La compassion de Jésus s’accorde en tout parfaitement avec sa parfaite adhésion à la Volonté de son Père. Celui qui a dit : « Venez à moi, vous tous qui êtes las et trop chargés et je vous donnerai du repos » est le même qui enseignait : « Si quelqu’un veut me suivre, qu’il se renonce, qu’il se charge de sa croix et qu’il me suive ». Le bon Maître voit nos peines, nos combats, il a pitié de notre faiblesse et cependant les apaisements qu’il nous donne ne vont pas à nous délivrer de nos maux avant l’heure marquée par son Père, mais à nous en révéler le prix.

Que nous enseigne Jésus ?

À l’âme fatiguée de lutter dans la tempête de ses passions, écœurée de ses lâchetés, persuadée qu’elle n’en sortira jamais et pour cela jetée dans le désarroi, il parle longuement. Il lui montre même dans ce cheminement étrange une grande volonté de Dieu. Là aussi tout peut être l’épreuve magnifique de l’amour ! Ne faut-il pas que l’homme accepte de s’enfoncer dans ce désert affreux pour y faire connaître la victoire du Christ sur les puissances infernales ?

Que ceux dont l’esprit est prompt mais la chair faible considèrent leur précieuse vocation : être les témoins tourmentés de la victoire du Christ ! Il est bon de passer par ce chemin douloureux pour glorifier Dieu et manifester ainsi la puissance du Sang rédempteur.

À l’âme souffrante, Jésus parle longuement. Sachez-le bien, dans notre famille spirituelle ce n’est pas une minorité qui porte, ou traîne de lourdes croix. Plusieurs ont été frappés de deuils inguérissables, certains sont angoissés pour le salut des êtres qui leur sont les plus chers au monde ; secrètes et lourdes peines. D’autres acceptent mal une ennuyeuse vie ; pour d’autres ce sont des rêves brisés, des vocations combattues, l’abandon spirituel, des contradictions ou encore des maladies pénibles ou des soucis matériels angoissants. Témoin de tant de choses auxquelles je ne peux rien humainement, j’ai le cœur serré. Que ceux-là gravissent la colline où les invite Jésus, ils y trouveront le repos. Ce qui leur apparaissait en bas un mal absolu, un dérisoire coup du sort, le poids d’un destin aveugle, leur apparaîtra ici dans une autre lumière.

Sans doute faut-il chercher remède à de tels maux. Mais tandis que nous nous efforçons de parer à ces maux, Jésus nous avertit que ceux qui souffrent sont bienheureux... Il semble compatir à nos tristesses et cependant s’en réjouir également pour de hautes et mystérieuses raisons : Bienheureux les pauvres, bienheureux ceux qui pleurent, bienheureux ceux qui souffrent persécution pour la justice... Chaque parole des béatitudes évoque un monde de peines, chaque parole évoque un bonheur parfait, l’un appelant l’autre. Ainsi les souffrances que vous portez renferment un secret bienfait. Chacun selon la voie qui lui est tracée s’avance vers la Paix. S’il fallait que le Christ souffrît pour entrer dans sa Gloire, croyez qu’il nous est bon d’éprouver en notre chair et en notre cœur ce que c’est que souffrir pour entrer avec lui dans le mystère de l’Amour qui accepte joyeusement et de la Gloire qui en résulte.

Entrées affichées.

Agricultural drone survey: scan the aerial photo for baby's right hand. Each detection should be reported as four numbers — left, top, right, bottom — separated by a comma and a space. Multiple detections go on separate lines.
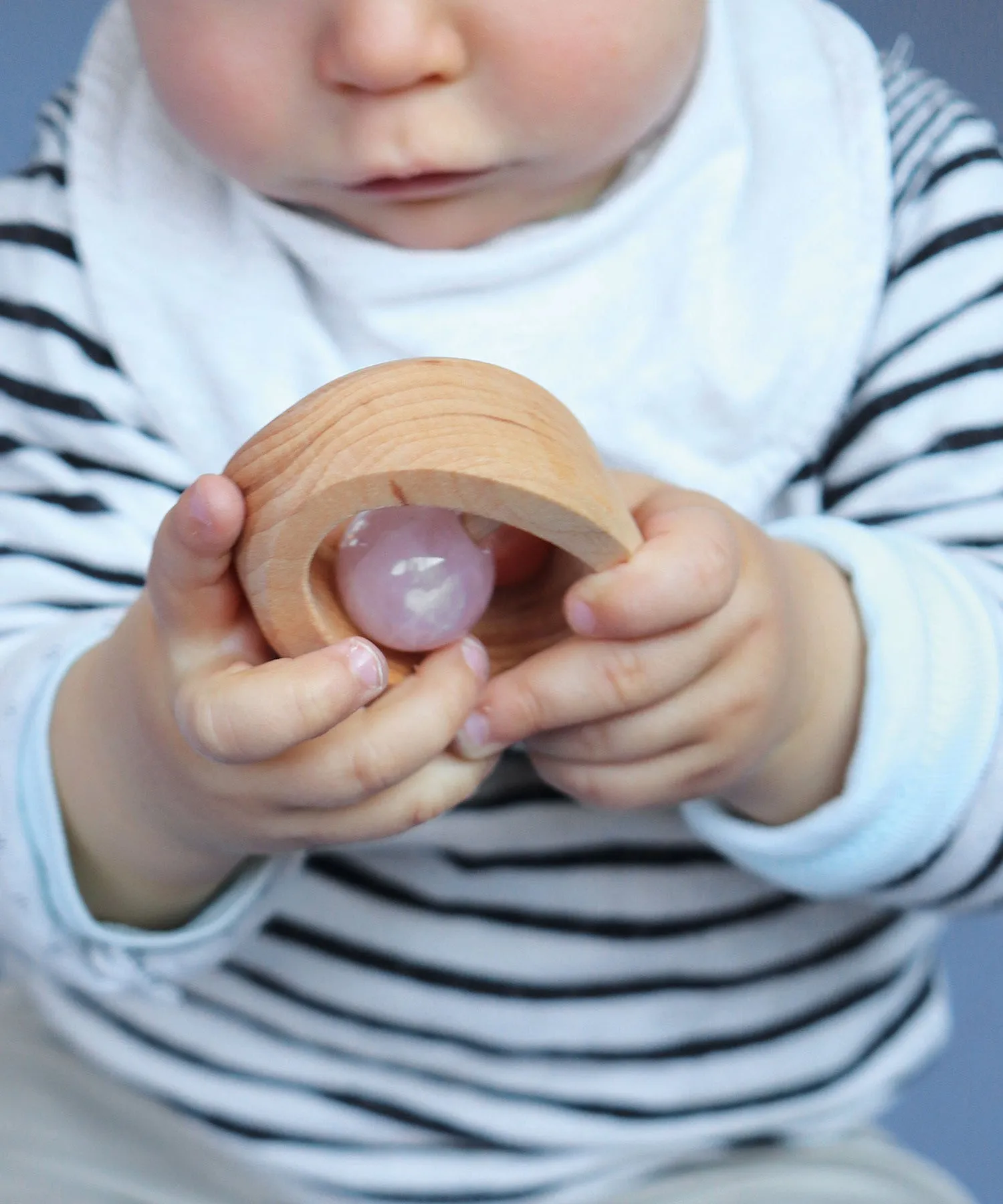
51, 477, 491, 927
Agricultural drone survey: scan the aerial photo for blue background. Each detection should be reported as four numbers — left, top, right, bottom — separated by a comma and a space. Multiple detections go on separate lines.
0, 0, 1003, 1204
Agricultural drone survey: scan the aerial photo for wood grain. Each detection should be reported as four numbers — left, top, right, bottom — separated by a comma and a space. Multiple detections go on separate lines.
225, 359, 641, 682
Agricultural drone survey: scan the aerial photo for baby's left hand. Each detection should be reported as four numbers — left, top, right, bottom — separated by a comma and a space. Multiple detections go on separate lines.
457, 474, 865, 823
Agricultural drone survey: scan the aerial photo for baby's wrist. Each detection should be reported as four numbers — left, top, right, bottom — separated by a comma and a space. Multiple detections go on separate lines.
49, 621, 243, 930
720, 540, 866, 826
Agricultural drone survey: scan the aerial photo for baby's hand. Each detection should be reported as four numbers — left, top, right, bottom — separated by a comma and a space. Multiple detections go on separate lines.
457, 474, 863, 823
51, 477, 490, 927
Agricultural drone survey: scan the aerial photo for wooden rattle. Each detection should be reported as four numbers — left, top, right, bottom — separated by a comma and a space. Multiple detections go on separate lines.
225, 359, 641, 683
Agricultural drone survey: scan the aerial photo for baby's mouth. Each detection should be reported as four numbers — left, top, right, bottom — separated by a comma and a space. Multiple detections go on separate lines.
348, 169, 489, 197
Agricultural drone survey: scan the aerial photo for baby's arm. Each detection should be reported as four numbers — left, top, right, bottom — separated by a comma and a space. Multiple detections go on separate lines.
461, 476, 863, 825
51, 477, 487, 928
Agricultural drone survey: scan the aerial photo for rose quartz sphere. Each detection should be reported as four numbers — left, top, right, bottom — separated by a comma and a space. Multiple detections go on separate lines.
337, 506, 495, 653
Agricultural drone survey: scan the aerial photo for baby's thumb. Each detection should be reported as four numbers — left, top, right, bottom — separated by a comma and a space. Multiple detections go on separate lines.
147, 476, 245, 635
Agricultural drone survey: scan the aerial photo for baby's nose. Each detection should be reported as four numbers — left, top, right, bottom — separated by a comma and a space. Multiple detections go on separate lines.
317, 0, 467, 94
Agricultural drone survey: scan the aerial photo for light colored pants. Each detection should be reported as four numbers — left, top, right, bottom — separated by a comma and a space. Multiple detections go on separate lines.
0, 987, 973, 1204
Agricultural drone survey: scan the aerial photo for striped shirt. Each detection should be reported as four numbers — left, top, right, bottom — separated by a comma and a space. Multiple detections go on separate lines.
0, 56, 1003, 1201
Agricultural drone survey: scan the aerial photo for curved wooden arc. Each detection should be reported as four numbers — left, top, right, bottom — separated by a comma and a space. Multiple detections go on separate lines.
225, 359, 641, 680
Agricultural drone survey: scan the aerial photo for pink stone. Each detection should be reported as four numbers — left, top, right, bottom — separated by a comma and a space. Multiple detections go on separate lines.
337, 506, 495, 653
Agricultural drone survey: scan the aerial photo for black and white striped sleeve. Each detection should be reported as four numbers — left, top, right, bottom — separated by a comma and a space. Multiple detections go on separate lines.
0, 98, 289, 990
692, 56, 1003, 908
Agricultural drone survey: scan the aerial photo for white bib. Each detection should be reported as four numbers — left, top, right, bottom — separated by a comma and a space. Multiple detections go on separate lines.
70, 0, 890, 518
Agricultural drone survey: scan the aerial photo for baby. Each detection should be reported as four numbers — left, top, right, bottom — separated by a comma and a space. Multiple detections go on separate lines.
0, 0, 1003, 1204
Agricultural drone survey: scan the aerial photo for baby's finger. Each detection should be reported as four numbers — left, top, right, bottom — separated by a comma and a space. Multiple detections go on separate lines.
147, 476, 245, 638
254, 635, 487, 807
531, 743, 728, 810
457, 629, 720, 756
526, 662, 750, 765
259, 752, 495, 849
565, 502, 742, 639
175, 637, 386, 765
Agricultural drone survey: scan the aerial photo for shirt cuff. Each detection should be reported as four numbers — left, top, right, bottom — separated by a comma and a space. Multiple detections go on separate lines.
17, 632, 299, 993
683, 516, 1003, 897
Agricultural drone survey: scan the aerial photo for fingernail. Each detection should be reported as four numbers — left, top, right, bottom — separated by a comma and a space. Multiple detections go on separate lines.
565, 599, 597, 635
188, 478, 212, 531
348, 638, 386, 690
456, 710, 501, 757
460, 635, 491, 682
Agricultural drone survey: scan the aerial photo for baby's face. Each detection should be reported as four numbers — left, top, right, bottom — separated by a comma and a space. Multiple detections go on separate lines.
130, 0, 707, 248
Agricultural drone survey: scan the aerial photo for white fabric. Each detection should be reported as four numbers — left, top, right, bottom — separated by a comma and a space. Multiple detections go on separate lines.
71, 0, 890, 516
683, 518, 1003, 897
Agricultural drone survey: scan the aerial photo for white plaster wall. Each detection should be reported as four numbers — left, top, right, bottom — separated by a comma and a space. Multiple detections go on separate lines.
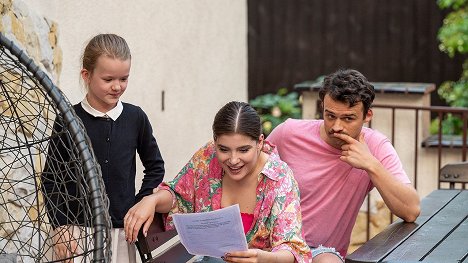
24, 0, 247, 185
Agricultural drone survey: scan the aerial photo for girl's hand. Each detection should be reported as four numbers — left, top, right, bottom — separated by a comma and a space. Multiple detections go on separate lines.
52, 226, 78, 263
124, 194, 158, 243
222, 249, 294, 263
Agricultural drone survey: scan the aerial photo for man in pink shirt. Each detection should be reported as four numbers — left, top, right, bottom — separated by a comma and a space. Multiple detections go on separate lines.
267, 70, 420, 263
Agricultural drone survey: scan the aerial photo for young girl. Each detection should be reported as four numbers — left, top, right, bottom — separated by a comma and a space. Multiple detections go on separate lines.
125, 102, 311, 262
44, 34, 164, 262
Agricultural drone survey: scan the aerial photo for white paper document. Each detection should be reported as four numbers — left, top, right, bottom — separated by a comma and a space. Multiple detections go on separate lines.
173, 205, 247, 258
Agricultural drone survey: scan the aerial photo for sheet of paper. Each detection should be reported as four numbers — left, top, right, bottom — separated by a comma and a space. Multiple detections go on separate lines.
173, 205, 247, 258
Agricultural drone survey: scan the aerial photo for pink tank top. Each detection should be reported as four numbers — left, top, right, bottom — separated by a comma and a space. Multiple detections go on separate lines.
241, 213, 253, 234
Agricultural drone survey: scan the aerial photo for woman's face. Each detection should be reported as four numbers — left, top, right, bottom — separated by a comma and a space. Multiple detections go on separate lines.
215, 133, 263, 181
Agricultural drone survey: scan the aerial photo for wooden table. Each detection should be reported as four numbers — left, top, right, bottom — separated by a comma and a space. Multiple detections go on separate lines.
346, 190, 468, 263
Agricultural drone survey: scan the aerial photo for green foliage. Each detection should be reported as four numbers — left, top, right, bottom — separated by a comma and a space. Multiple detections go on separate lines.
249, 88, 301, 136
431, 0, 468, 134
430, 113, 463, 134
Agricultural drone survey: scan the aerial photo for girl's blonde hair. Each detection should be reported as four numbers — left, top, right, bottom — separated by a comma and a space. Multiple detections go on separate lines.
81, 34, 132, 73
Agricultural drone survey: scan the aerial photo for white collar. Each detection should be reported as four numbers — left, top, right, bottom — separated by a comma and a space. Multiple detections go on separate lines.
81, 96, 123, 121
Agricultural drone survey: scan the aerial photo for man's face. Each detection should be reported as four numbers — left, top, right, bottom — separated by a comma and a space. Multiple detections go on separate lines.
320, 94, 372, 149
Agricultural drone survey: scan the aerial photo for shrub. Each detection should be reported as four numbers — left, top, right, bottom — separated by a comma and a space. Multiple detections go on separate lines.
249, 88, 301, 136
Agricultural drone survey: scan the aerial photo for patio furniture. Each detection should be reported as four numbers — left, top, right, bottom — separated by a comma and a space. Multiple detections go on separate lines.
0, 33, 111, 262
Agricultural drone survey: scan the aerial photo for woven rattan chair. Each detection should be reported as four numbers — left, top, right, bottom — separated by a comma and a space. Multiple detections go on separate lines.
0, 34, 111, 263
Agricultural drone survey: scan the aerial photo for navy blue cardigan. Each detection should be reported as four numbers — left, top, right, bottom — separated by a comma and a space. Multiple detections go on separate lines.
42, 103, 164, 228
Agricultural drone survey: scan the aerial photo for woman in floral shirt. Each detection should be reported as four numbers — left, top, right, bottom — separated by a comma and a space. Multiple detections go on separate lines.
125, 102, 311, 262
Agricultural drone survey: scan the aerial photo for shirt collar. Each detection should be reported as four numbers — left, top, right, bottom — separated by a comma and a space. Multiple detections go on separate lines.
81, 96, 123, 121
262, 140, 284, 181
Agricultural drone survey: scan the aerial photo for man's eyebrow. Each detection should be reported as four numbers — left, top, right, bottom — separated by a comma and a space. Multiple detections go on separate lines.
325, 109, 357, 117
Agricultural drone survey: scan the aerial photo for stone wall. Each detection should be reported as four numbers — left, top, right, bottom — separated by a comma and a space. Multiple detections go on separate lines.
0, 0, 62, 80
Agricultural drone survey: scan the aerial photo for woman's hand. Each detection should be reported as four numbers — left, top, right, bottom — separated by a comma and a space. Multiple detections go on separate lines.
52, 226, 78, 263
124, 194, 158, 243
222, 249, 295, 263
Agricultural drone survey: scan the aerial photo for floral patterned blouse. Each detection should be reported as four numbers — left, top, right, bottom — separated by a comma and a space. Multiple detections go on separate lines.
159, 142, 311, 262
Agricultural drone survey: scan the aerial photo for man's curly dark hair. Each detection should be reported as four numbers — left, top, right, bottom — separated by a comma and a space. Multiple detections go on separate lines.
319, 69, 375, 116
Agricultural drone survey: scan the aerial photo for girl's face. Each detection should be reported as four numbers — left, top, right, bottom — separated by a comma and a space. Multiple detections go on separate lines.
81, 55, 131, 113
215, 133, 263, 181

Travail demandé.
1. Dans le texte sur la compassion de Jésus, à quoi servent les apaisements donnés par le bon Maître, sinon à nous délivrer de nos maux avant l'heure ?
2. Reprenez sous forme de liste le paragraphe du texte sur la compassion de Jésus qui commence par « À l’âme souffrante, Jésus parle longuement », en gardant ses faits principaux.
3. Poursuivez le texte sur la compassion de Jésus à partir de sa dernière phrase.

Réponses numérotées.
1. Ils servent à nous révéler le prix de nos maux.

2.
- Jésus parle longuement à l'âme souffrante.
- Dans la famille spirituelle, beaucoup de personnes portent de lourdes croix. Elles subissent des deuils inguérissables, s'inquiètent pour le salut de leurs proches ou acceptent mal une vie ennuyeuse. D'autres vivent des rêves brisés, des vocations combattues, l'abandon spirituel, des contradictions, des maladies pénibles ou des soucis matériels.
- Être témoin de ces peines sans rien pouvoir humainement serre le cœur.
- En gravissant la colline où Jésus les invite, ces personnes trouveront le repos.
- Ce qui leur semblait en bas un mal absolu, un coup du sort ou le poids d'un destin aveugle leur apparaîtra là dans une autre lumière.

3.
Ainsi tandis que nous nous efforçons de réussir dans nos entreprises, et c’est bien raisonnable, il semble que Dieu n’attache à cette réussite qu’une importance relative. Qu’il s’agisse d’élever ses enfants, de bâtir sa maison, de mener une affaire, ou de conserver de saintes amitiés, de lutter pour sa Patrie, de travailler à la conversion des peuples, Dieu laisse les obstacles nombreux ralentir l’effort, compromettre ses résultats.

C’est qu’il désire plus que tout cela nous voir imiter son Fils et compléter en nous ce qui manque à la Passion du Christ ! Dieu attend après nous ! Qui ne l’a pas compris et ne veut croire en cette attente refuse de croire en l’Amour. Car l’Époux n’a de joie qu’il n’ait vu jaillir du cœur de l’épouse un amour égal au sien et cela jusque dans les larmes des souffrances communes partagées.

Renouveler le mystère du Christ est simple et toute notre vie s’y résume. Vivre auprès de Dieu, puiser en ses trésors les énergies de la sanctification de notre être et soumettre le cours de notre destinée à la loi plus haute des Béatitudes et des Glorifications qu’il plaît à ce Seigneur très haut de faire naître de la souffrance humaine. Aussi regardons la peine qui nous est offerte avec sérénité : « Ne craignez pas, petit troupeau, nous dit Jésus notre Pasteur, car il a plu à votre Père de vous donner le royaume ».